**Stated goal:** Rewrite the records from their start through the line that contains "[742,470,1186,603]", with the requests included, and offset every bounding-box coordinate in the answers by adding 136. Leave the pictures out of your answer.

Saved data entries
━━━━━━━━━━━━━━━━
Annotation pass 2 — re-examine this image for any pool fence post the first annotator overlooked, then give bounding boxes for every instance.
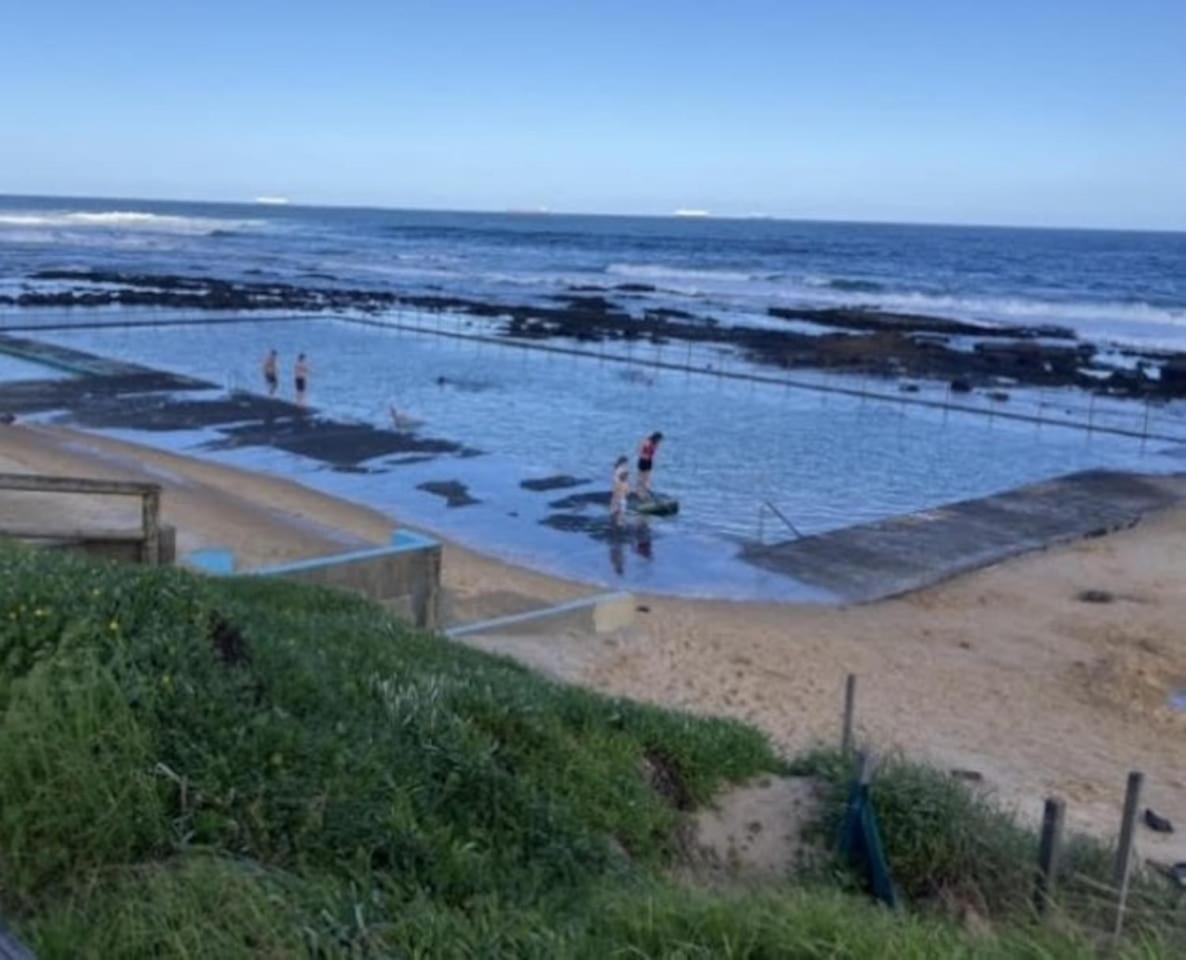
[840,673,856,756]
[1112,770,1144,946]
[1034,796,1066,917]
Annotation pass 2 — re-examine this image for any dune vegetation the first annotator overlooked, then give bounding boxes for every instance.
[0,545,1182,960]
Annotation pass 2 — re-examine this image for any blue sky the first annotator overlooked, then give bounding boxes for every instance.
[0,0,1186,229]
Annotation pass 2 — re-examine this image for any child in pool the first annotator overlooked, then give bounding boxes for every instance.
[610,457,630,523]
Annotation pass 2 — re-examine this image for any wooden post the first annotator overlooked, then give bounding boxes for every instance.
[1112,770,1144,943]
[840,673,856,754]
[140,490,160,567]
[856,750,878,787]
[1034,796,1066,916]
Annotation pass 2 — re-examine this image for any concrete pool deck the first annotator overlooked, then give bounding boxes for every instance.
[0,335,1186,603]
[742,470,1186,603]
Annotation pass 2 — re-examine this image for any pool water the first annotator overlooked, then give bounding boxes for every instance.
[0,352,71,383]
[20,318,1181,596]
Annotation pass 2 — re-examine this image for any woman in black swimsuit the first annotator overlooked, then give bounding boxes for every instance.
[293,354,308,406]
[638,431,663,500]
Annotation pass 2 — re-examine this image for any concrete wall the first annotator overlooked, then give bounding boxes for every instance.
[185,530,441,630]
[445,592,636,640]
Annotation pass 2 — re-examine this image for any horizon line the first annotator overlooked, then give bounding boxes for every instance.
[0,193,1186,235]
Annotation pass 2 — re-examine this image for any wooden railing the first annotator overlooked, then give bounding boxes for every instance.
[0,473,160,566]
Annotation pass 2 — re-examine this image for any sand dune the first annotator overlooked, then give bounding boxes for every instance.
[0,427,1186,859]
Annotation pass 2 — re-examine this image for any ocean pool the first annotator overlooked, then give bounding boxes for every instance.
[20,318,1182,597]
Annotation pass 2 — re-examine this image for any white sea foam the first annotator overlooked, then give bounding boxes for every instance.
[0,210,262,236]
[605,263,767,284]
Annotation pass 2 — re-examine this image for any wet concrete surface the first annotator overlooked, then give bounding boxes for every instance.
[0,329,1186,602]
[741,470,1186,603]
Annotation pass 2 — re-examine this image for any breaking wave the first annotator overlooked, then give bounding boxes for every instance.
[0,210,262,236]
[605,263,763,284]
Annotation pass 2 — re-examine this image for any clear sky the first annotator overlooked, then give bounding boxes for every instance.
[0,0,1186,229]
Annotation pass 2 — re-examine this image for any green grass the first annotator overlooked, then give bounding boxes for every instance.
[0,545,1169,960]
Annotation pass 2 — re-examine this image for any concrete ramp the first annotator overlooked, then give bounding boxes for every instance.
[741,470,1186,603]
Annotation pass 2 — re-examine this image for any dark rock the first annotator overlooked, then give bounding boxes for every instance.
[416,481,482,507]
[519,473,589,492]
[548,490,610,510]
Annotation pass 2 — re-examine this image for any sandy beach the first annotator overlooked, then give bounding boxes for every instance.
[0,426,1186,859]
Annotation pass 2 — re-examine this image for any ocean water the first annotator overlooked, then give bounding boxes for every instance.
[16,318,1184,599]
[0,196,1186,349]
[0,197,1186,599]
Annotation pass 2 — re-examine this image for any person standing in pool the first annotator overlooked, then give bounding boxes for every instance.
[638,431,663,500]
[263,347,280,396]
[610,457,630,526]
[293,354,310,407]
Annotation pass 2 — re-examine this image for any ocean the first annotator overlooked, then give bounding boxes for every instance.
[0,197,1186,599]
[0,196,1186,349]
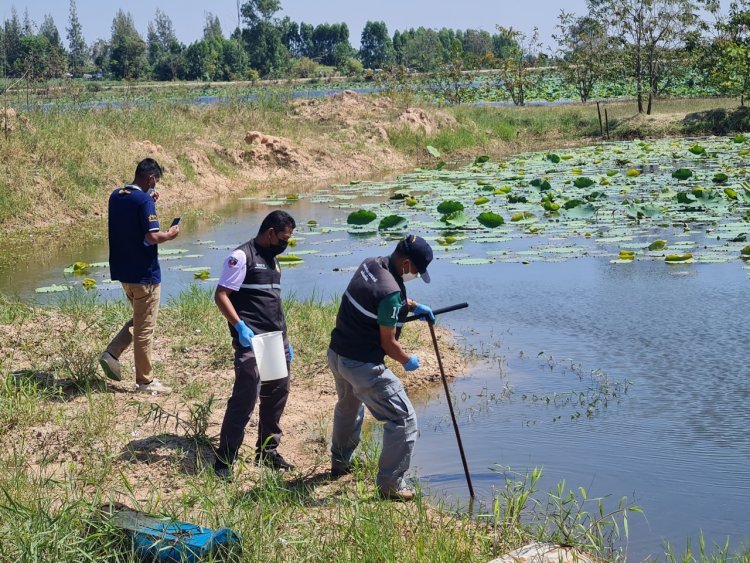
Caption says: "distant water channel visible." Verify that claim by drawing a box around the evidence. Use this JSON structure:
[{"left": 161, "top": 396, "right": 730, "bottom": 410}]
[{"left": 0, "top": 171, "right": 750, "bottom": 561}]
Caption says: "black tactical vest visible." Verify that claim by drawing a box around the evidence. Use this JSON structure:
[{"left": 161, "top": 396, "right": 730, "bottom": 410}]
[
  {"left": 229, "top": 239, "right": 287, "bottom": 344},
  {"left": 330, "top": 256, "right": 409, "bottom": 364}
]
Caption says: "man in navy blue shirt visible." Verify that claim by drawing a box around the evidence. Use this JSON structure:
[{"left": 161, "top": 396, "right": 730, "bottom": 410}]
[{"left": 99, "top": 158, "right": 180, "bottom": 394}]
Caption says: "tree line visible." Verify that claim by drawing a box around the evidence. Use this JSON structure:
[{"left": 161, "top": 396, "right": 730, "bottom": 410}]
[
  {"left": 0, "top": 0, "right": 750, "bottom": 113},
  {"left": 0, "top": 0, "right": 516, "bottom": 81}
]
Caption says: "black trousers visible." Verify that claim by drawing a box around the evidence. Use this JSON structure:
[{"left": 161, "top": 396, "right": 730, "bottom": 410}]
[{"left": 216, "top": 342, "right": 291, "bottom": 466}]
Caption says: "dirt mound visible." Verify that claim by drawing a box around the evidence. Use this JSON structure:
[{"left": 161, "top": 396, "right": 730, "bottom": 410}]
[
  {"left": 0, "top": 108, "right": 17, "bottom": 133},
  {"left": 244, "top": 131, "right": 310, "bottom": 167},
  {"left": 293, "top": 90, "right": 393, "bottom": 127},
  {"left": 398, "top": 108, "right": 456, "bottom": 135}
]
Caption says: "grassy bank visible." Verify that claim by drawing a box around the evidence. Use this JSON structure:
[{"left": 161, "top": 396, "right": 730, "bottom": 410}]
[
  {"left": 0, "top": 288, "right": 656, "bottom": 562},
  {"left": 0, "top": 90, "right": 750, "bottom": 241}
]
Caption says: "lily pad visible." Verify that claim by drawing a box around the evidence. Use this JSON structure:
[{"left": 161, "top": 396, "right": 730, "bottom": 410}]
[
  {"left": 477, "top": 211, "right": 505, "bottom": 229},
  {"left": 437, "top": 199, "right": 464, "bottom": 215},
  {"left": 573, "top": 176, "right": 595, "bottom": 188},
  {"left": 34, "top": 283, "right": 73, "bottom": 293},
  {"left": 346, "top": 209, "right": 378, "bottom": 225},
  {"left": 378, "top": 215, "right": 408, "bottom": 231},
  {"left": 648, "top": 239, "right": 667, "bottom": 251},
  {"left": 672, "top": 168, "right": 693, "bottom": 180}
]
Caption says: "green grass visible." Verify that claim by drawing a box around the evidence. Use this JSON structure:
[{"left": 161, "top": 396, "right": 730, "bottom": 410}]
[{"left": 0, "top": 286, "right": 750, "bottom": 563}]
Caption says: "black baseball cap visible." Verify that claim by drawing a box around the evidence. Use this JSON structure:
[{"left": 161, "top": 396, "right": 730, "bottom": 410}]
[{"left": 396, "top": 235, "right": 432, "bottom": 283}]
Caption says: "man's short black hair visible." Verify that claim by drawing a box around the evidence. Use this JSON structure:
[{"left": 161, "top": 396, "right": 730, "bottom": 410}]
[
  {"left": 135, "top": 158, "right": 162, "bottom": 178},
  {"left": 258, "top": 209, "right": 297, "bottom": 234}
]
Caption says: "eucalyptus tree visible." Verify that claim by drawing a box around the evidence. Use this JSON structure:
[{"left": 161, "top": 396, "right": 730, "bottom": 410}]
[
  {"left": 553, "top": 10, "right": 613, "bottom": 103},
  {"left": 65, "top": 0, "right": 89, "bottom": 76},
  {"left": 146, "top": 8, "right": 184, "bottom": 80},
  {"left": 708, "top": 0, "right": 750, "bottom": 106},
  {"left": 109, "top": 10, "right": 147, "bottom": 79},
  {"left": 240, "top": 0, "right": 290, "bottom": 76},
  {"left": 495, "top": 26, "right": 542, "bottom": 106},
  {"left": 359, "top": 21, "right": 395, "bottom": 68},
  {"left": 39, "top": 14, "right": 67, "bottom": 78},
  {"left": 3, "top": 7, "right": 23, "bottom": 76},
  {"left": 588, "top": 0, "right": 716, "bottom": 114}
]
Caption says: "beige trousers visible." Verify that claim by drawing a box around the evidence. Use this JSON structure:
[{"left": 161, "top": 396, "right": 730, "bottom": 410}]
[{"left": 107, "top": 282, "right": 161, "bottom": 385}]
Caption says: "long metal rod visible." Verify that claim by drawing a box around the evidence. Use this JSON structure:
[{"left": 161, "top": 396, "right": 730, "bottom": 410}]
[{"left": 427, "top": 321, "right": 474, "bottom": 500}]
━━━━━━━━━━━━━━━━
**Full response:**
Annotation pass 2 — re-examine this image for any pool fence post the first annotator overlooked, then give bounding boxes for every instance.
[976,809,992,892]
[1248,906,1280,1082]
[1170,932,1202,1053]
Annotation pass 2 — re-examine this image for any dune vegetation the first annotator overlooked, then give bounding boxes for every instance.
[136,681,1318,1096]
Annotation pass 2 — re-examine this image for any blue sky the first annotator overlooked, then give bounding boxes for every instance.
[136,136,1322,365]
Annotation pass 2 — re-examine this image for any child in pool the first annotator overlooked, then give bounding boxes for every instance.
[746,593,766,659]
Annotation pass 2 — re-examine this image for any wooden post the first annotator overlooked, then give bounding boxes for every instance.
[1248,906,1280,1079]
[976,809,992,890]
[276,626,296,703]
[992,886,1014,923]
[1170,932,1202,1052]
Annotation pass 2 — re-examine this image for any concrete pool deck the first annotator overlooked, then give bounding boxes for every instance.
[136,471,1322,739]
[878,606,1322,739]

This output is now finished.